BEGIN

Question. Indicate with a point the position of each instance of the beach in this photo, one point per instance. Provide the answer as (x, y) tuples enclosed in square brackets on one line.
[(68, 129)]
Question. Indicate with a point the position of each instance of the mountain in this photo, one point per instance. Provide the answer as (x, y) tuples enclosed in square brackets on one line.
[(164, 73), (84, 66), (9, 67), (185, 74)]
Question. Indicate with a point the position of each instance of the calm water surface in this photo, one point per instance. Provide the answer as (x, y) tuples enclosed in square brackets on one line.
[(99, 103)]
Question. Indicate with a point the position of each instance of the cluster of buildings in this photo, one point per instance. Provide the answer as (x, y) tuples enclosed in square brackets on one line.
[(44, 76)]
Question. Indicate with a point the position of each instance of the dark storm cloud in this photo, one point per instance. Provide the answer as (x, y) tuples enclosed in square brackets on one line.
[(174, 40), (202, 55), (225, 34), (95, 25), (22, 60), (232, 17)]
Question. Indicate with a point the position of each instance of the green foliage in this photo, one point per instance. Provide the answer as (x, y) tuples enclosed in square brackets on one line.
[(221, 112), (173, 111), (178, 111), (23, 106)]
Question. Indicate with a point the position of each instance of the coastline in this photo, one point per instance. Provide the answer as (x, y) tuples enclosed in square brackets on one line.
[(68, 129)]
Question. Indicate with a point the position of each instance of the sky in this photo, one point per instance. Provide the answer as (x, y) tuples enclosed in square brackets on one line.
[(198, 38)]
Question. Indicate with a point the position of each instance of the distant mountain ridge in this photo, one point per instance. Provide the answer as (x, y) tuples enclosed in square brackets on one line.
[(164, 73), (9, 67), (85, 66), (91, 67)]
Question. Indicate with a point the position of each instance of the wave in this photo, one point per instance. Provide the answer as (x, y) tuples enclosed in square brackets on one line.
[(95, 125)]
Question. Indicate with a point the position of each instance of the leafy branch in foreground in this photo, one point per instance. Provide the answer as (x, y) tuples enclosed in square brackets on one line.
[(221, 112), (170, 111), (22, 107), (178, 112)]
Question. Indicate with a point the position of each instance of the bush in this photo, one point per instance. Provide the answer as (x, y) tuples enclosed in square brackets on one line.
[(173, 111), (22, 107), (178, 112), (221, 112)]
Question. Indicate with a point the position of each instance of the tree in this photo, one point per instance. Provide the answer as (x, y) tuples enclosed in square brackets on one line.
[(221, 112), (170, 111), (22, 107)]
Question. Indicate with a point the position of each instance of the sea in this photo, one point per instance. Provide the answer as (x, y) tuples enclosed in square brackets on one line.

END

■ **Task instructions**
Retype each line of the listing exactly as it was given above.

■ **Finished task**
Question. Indicate with a point the position of each instance of the beach in this photo, one point per instance. Provide the answer as (x, y) tuples enclosed in square brackets on one line.
[(68, 129)]
Question. Indicate with a point the position of each instance of the mountain in this photo, one point per instance. Provide the answer as (x, y) tuples enclosed in square brackets on one line.
[(164, 73), (84, 66), (9, 67), (185, 74)]
Question. Indicate with a point the position of each instance of the calm water surface in this photo, one point per instance. Provide the answer as (x, y) tuples enclosed in square brackets on one line.
[(99, 103)]
Question. Indicate with a point the position of each instance of the cluster of buildings in this photo, one point per instance. Provide the answer as (x, y) tuples enclosed in square brackets on one line.
[(44, 76)]
Question. Indicate with a point the position of each instance of the dark storm cloud in this photo, one point per instance. Provide the answer as (x, y) tuples enclosed in square brackets on one line.
[(174, 40), (202, 55), (225, 34), (95, 25), (22, 60), (232, 17)]
Question. Indicate with a point the position of each instance of the green foliage in this photo, one point per instance. Provide the answer as (x, y) tuples enclosed in square brackets on one line.
[(221, 112), (173, 111), (178, 111), (23, 106)]
Question. Indicate with a point the position of each instance of the coastline in this photo, one point per instance. Provide the answer as (x, y) tuples enclosed in square brackets on one line.
[(68, 129)]
Question. Indicate with a point the position of each instance of the sky in this photo, one point per instance. Provide the answer as (x, y) tuples enclosed in square brackets on one line.
[(198, 38)]
Question. Indicate with a point the position of each instance of the distant mountain ridge in this photo, one point per instance. Provide the answer as (x, y) tuples enclosed in square brackets on one line.
[(164, 73), (9, 67), (85, 66), (91, 67)]
Question. Indicate with a point the position of each instance of the wave in this photo, one point per instance. Provide the answer as (x, y) tuples enclosed in square brackets on one line.
[(95, 125)]
Question. Indicate with a point the position of each instance of the leafy branch in foreground in this photo, one point per instance. Provide the answer as (x, y) tuples enclosed in square brackets on one line.
[(221, 112), (170, 111), (22, 107), (178, 112)]
Question. Indicate with a point the position of each instance of the bush in this photo, one point per instance. Provide the answer as (x, y) tuples enclosed in square brackets on one line.
[(173, 111), (22, 107), (178, 112), (221, 112)]
Question. Indicate with a point the position of each instance of the tree in this photo, one point per instance. Provide the answer as (x, y) tuples enclosed in square brackets on one line.
[(221, 112), (170, 111), (22, 107)]
Question. Indicate with a point the position of each instance of the sea in this photo, one point per instance. Provide the answer as (x, y) tuples enclosed in square brackets on one line.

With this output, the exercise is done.